The first mistake to avoid: deciding too quickly. Before choosing between deleting, redirecting or rewriting, you must answer 4 key questions for each article concerned.

Question 1 — Does the article have quality inbound backlinks?

Where to check: Google Search Console > Links > Top linked pages externally. Or Ahrefs/Semrush to see the Domain Rating of sites linking to this article.

Why this matters: If a high-authority site links to this article, deleting the page without a 301 redirect is like throwing money out the window. You lose the authority transmitted by that backlink.

Question 2 — Is the topic still relevant and being searched?

Where to check: Google Trends to see if search volume on the topic has structurally declined. Then verify the monthly search volume for the target keyword in Semrush or Ahrefs.

What this implies: If nobody searches for this topic anymore (e.g., a tutorial for an abandoned software), rewriting the article won't help. But if the topic is still active and your content is dated, rewriting makes perfect sense.

Entries supplied

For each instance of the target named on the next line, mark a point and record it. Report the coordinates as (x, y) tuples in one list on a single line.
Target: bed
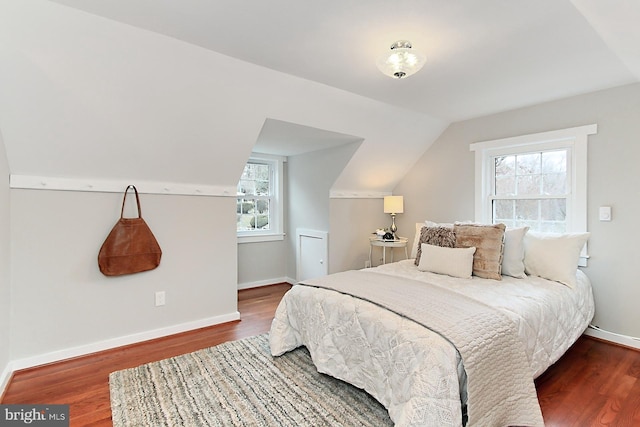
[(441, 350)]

==

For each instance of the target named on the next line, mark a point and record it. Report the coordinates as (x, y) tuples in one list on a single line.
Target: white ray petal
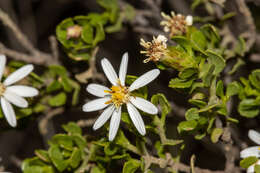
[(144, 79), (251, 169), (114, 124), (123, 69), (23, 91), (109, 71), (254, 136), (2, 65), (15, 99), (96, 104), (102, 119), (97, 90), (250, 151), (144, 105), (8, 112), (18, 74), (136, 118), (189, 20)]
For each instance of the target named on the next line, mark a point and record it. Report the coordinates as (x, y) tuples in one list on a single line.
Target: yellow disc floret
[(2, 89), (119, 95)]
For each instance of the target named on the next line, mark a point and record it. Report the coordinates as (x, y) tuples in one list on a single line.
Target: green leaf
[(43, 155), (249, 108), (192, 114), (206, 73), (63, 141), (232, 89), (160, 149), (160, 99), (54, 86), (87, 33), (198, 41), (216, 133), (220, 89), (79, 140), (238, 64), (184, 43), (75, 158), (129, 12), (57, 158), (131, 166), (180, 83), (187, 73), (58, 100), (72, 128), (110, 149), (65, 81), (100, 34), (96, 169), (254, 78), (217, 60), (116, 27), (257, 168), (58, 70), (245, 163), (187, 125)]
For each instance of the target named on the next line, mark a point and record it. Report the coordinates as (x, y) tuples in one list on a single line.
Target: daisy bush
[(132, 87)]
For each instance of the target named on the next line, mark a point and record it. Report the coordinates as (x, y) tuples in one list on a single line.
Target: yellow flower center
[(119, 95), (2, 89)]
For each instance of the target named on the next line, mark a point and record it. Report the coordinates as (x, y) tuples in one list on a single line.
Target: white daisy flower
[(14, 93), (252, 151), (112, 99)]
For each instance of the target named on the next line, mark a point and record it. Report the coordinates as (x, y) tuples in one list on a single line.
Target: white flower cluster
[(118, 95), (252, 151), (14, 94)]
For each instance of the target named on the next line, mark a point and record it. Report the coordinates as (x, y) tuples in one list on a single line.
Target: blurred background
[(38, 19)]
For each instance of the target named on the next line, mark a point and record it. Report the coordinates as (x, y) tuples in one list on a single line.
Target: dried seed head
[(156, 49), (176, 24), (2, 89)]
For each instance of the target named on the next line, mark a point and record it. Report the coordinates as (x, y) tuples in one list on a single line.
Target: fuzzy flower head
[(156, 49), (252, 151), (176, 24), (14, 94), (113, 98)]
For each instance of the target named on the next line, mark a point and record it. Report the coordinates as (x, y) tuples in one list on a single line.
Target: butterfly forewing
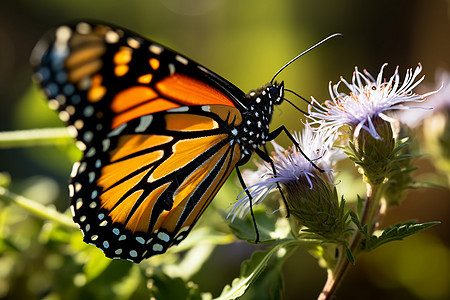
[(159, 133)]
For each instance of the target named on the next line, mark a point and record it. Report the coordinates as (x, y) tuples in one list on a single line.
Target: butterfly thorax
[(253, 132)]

What is expected
In the text on handling outdated blog articles, copy the passage that begins at the words "Question 2 —" and stops after "Semrush or Ahrefs.", putting "subject" in place of every "topic".

Full solution
Question 2 — Is the subject still relevant and being searched?

Where to check: Google Trends to see if search volume on the subject has structurally declined. Then verify the monthly search volume for the target keyword in Semrush or Ahrefs.